:: Exercise aim ::
Write the next part of the passage on greening holiday gift-giving, beginning after its final sentence.

:: Document excerpt ::
#####

If you want to go the extra mile, buy from businesses certified by Green America at the gold level. This certification means that, according to our screening process, they are “operating on the highest level of social and environmental responsibility in the way they source, manufacture, and market their products and run their offices and factories.” You can read more about it here.

Simmons Natural Body Care is one business we’ve certified at the highest level—gold. Check out these gorgeous organic rainbow soaps. They’ve donated a basket of these to us to give away to one of you.

All you have to do to enter to win is tweet about this article using the following link: . If you don’t have a twitter account, just tell us about your own DIY gift traditions in the comments below, and we’ll enter you to win.

There are so many great ideas out there for greening your holidays. The most environmentally friendly ways are Freecycling, buying second hand or making gifts from recycled materials. If you’re going to buy something new, just remember that there are some wonderful green business owners who have sustainability ingrained into every level of their business.

Your money has an impact on the world after you spend it—the holiday season is a great time to make sure the impact is a positive one.

#####

Data entries
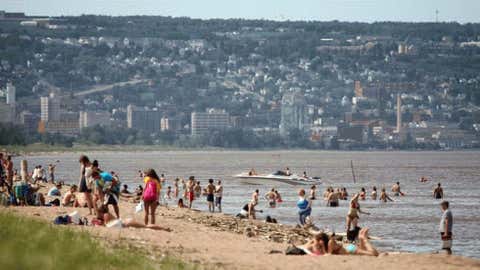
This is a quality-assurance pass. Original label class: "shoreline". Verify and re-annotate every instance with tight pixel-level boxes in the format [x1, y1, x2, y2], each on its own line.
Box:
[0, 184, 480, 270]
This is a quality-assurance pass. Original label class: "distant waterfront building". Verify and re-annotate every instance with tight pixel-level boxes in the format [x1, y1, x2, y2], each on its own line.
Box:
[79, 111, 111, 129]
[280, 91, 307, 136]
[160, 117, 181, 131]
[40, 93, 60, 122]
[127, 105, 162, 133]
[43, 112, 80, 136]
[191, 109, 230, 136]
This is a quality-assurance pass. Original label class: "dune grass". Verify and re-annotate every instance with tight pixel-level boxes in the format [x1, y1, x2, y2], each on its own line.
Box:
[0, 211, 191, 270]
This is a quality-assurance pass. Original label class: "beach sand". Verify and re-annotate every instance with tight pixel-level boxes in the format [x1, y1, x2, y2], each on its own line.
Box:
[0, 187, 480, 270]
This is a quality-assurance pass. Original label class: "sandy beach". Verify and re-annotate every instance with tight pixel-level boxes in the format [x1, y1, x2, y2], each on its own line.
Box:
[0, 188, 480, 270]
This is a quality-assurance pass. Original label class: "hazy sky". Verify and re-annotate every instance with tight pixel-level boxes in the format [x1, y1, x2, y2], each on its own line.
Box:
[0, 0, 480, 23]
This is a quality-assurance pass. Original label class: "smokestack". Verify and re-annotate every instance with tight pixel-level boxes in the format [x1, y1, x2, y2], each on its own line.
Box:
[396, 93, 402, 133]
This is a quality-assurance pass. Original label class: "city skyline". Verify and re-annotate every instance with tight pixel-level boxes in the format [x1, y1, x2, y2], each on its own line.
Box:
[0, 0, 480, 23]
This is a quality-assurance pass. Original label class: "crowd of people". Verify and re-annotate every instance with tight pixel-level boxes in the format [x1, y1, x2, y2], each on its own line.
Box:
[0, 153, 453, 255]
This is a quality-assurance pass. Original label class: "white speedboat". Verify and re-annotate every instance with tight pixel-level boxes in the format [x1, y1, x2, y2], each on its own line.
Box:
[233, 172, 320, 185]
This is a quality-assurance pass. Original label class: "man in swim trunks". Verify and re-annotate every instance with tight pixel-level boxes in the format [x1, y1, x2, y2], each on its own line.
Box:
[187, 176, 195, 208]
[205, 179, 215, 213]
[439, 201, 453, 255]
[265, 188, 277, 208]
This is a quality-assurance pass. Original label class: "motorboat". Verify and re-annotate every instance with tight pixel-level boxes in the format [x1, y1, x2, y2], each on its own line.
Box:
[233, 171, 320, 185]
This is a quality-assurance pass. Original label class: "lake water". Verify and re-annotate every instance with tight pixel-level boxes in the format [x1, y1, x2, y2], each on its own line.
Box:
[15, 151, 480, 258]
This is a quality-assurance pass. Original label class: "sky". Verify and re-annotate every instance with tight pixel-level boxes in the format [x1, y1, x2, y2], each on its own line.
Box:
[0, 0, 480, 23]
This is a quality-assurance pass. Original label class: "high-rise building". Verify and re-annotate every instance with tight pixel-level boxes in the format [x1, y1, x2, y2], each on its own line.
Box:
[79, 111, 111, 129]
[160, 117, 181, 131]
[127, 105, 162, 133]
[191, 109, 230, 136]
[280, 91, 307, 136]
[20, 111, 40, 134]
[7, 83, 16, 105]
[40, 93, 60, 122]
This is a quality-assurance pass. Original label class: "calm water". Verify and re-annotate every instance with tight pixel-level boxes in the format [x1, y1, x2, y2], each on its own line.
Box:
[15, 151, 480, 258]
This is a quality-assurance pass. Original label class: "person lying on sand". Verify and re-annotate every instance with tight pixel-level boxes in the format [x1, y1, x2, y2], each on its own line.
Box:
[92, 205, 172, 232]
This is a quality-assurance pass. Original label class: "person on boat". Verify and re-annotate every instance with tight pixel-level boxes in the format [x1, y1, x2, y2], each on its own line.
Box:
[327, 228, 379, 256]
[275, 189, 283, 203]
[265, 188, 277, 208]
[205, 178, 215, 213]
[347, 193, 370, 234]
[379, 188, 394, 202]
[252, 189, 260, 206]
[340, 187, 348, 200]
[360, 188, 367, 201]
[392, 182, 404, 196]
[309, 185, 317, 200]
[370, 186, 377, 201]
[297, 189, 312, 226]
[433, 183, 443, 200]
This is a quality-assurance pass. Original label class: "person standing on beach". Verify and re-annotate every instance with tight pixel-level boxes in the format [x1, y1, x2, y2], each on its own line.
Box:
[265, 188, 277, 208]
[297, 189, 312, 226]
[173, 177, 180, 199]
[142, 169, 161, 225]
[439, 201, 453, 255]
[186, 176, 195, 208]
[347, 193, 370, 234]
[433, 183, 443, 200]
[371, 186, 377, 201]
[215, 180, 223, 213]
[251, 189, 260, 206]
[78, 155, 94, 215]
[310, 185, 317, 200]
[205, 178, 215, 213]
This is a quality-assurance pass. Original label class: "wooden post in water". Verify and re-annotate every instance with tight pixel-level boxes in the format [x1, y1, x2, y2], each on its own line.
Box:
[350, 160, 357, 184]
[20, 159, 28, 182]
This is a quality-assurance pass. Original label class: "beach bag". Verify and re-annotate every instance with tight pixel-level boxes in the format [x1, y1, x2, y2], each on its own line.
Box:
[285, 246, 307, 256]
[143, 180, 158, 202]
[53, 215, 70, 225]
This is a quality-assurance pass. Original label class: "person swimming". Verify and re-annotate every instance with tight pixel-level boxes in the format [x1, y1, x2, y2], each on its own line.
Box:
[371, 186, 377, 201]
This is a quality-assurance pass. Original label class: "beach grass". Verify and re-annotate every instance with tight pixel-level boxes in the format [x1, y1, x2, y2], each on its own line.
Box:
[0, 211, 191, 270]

#####

:: Response area ::
Congratulations to last week’s winner, Heather! Please email editors (at) greenamerica (dot) org to claim your Artisan Tea Blending Kit from Numi Tea.


  1. (No Twitter account for me!) I just now re-purposed some ridiculous packing paper that came in a shipping package to use as wrapping paper for gifts. Plus, it evokes that whole “brown paper packages tied up with string” imagery. I’ve also used pretty pictures cut out from magazines for the same purpose.

  2. My families DIY holiday tradition was started by my children many years ago when they were young. The tradition is, we don’t do holiday’s. We give to each other all year long. When some needs tires, or their car breaks down or the washer stops working or they see something they just can’t live without, it’s never the end of December when it happens, it’s always some other time of year. So if that person chooses, they get what they need, or want when they need it along with a recycled (previous persons name whited out) holiday card no matter what month it is. Then on the date of the holiday, everyone brings a dish and we all spend time together sharing how our years went.

    • Really!? Your children started a holiday without gifts? I guess that makes sense. Corey from Green Halloween ( said that it’s usually the adults who worry about changing holiday traditions — the kids are more often OK with it.

  3. Since I am low income, several years ago I started giving my family members books that I get for free or at a low cost used. I have 28 nieces and nephews plus my siblings. I was able to get about 50 books free this year, and several more at a low cost. I enjoy giving gifts to people that they want. My family members are avid readers, so books are perfect for them. I trade books on This year i also bought a “treasure” chest at good will for $1. I’m painting it gold and decorating it with “jewels” for my 8 yr old niece who loves lots of bling.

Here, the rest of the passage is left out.